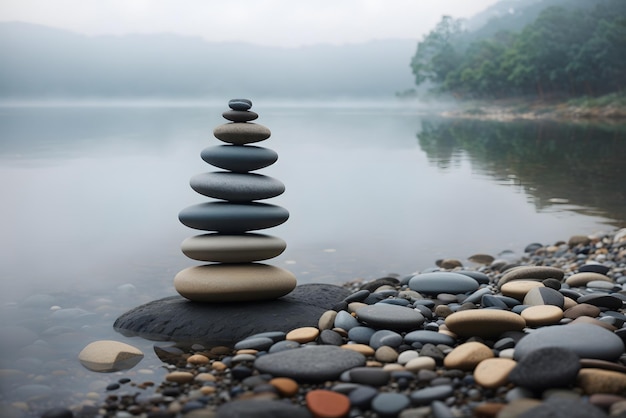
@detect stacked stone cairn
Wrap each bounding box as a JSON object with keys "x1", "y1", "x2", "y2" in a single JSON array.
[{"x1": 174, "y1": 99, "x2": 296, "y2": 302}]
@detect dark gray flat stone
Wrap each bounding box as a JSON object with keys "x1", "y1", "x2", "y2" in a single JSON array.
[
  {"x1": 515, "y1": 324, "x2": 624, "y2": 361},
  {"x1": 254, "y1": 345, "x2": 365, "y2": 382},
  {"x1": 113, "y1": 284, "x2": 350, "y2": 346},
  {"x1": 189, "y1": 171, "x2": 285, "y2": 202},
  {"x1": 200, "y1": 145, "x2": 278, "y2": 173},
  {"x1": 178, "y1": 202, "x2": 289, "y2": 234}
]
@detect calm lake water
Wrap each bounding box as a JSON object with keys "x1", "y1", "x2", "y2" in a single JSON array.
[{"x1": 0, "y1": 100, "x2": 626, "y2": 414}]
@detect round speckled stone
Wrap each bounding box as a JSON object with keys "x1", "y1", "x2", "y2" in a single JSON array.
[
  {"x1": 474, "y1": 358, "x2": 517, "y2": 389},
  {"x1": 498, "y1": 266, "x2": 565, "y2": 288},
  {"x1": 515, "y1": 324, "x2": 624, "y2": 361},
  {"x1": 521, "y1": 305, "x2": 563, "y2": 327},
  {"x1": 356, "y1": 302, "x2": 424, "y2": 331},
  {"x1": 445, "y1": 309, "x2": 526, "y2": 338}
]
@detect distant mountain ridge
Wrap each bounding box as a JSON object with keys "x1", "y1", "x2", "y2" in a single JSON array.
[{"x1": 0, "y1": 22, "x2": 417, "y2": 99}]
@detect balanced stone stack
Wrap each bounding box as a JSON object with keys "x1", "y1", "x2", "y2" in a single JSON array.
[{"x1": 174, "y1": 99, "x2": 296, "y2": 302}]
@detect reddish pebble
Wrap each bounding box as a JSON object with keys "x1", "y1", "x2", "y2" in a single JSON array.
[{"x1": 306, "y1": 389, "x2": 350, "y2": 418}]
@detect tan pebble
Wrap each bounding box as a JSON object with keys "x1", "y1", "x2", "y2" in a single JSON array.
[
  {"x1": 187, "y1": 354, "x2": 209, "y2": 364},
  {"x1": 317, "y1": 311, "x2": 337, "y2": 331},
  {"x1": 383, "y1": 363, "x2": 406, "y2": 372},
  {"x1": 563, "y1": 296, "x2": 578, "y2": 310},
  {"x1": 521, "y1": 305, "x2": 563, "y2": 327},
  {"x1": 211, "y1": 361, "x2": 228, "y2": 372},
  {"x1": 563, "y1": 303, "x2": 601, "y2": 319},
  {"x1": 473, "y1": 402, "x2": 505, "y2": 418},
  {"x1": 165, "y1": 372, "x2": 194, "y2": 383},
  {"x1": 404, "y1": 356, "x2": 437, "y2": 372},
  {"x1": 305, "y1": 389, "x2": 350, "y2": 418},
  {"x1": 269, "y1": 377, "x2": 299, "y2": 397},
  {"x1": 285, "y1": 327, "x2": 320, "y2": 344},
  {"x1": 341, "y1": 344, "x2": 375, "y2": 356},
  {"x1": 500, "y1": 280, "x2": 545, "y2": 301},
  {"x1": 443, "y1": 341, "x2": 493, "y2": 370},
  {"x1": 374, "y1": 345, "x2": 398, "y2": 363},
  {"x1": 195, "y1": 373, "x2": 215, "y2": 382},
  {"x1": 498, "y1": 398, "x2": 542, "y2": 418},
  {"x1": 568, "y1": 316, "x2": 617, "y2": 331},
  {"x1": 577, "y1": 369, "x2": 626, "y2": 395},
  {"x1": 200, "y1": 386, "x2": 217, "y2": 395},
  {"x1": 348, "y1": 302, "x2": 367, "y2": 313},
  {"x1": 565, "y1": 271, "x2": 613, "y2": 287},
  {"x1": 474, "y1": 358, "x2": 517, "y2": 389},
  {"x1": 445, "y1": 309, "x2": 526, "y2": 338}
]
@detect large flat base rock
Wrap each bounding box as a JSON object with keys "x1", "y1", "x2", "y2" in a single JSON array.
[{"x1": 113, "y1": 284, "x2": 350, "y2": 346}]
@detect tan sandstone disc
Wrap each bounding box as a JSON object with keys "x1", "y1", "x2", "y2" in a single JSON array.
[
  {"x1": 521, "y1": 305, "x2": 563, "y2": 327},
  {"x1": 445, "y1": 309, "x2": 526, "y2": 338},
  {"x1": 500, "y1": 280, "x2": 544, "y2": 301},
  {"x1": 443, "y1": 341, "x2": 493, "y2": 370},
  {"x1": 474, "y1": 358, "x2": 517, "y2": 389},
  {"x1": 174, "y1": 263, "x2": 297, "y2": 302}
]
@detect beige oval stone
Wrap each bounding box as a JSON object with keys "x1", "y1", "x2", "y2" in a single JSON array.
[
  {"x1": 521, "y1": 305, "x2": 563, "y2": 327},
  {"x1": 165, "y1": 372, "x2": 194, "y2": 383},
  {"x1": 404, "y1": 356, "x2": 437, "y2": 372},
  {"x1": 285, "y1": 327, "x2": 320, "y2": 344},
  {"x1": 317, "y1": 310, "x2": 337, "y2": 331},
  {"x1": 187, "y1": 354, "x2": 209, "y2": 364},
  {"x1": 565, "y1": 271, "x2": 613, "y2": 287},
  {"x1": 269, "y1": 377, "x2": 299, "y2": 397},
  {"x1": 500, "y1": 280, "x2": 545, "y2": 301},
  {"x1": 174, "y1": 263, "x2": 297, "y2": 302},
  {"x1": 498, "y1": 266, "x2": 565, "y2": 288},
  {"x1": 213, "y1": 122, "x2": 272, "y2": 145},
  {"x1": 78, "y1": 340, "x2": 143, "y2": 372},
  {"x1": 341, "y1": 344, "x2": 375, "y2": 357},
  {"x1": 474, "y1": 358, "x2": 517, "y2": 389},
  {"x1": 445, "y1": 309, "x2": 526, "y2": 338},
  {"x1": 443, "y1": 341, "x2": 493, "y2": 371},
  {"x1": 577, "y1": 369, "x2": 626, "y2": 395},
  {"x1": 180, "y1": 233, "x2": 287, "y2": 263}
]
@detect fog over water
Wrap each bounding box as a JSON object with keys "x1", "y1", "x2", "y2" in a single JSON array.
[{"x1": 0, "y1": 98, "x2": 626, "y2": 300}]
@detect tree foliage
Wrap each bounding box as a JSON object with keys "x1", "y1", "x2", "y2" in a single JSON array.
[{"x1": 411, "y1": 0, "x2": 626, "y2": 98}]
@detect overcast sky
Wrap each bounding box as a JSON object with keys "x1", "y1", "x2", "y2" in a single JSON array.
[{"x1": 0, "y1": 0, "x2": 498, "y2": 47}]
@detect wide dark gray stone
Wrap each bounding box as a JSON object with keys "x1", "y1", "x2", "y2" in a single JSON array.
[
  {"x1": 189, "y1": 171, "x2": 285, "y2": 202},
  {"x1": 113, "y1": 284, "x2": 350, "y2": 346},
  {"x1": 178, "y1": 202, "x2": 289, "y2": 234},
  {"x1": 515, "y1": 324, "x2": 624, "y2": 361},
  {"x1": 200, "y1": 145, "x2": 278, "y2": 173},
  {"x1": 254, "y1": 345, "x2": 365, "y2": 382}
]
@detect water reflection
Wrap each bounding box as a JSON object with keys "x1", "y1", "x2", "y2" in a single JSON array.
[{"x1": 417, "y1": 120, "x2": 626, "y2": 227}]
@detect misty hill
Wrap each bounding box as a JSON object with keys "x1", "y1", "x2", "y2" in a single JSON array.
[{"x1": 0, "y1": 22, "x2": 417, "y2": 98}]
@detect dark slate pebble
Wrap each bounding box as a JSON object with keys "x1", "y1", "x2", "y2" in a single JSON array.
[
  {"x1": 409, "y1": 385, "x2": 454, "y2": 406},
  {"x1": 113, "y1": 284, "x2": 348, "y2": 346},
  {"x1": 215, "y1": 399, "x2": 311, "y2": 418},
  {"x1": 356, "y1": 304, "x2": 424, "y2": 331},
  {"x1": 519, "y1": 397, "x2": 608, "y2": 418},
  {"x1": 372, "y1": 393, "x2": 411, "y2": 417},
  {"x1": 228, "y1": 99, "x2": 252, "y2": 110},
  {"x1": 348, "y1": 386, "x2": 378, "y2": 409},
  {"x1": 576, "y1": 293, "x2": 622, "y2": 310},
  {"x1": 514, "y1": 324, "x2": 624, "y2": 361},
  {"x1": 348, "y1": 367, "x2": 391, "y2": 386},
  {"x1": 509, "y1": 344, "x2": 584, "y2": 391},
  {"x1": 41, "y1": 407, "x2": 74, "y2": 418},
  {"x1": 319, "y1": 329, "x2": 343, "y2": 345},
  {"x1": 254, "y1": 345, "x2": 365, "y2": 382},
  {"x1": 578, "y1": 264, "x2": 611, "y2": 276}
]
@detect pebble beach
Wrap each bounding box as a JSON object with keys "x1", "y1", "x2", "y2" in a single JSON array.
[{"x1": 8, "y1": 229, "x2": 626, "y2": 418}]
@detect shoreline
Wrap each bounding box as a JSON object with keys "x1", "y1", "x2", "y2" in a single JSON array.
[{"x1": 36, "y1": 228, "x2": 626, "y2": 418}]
====
# TASK TO COMPLETE
Find every line in the items above that contains the word "flat", and copy each of those lines.

# FINAL ANSWER
@detect dark gray flat stone
@detect large flat base rock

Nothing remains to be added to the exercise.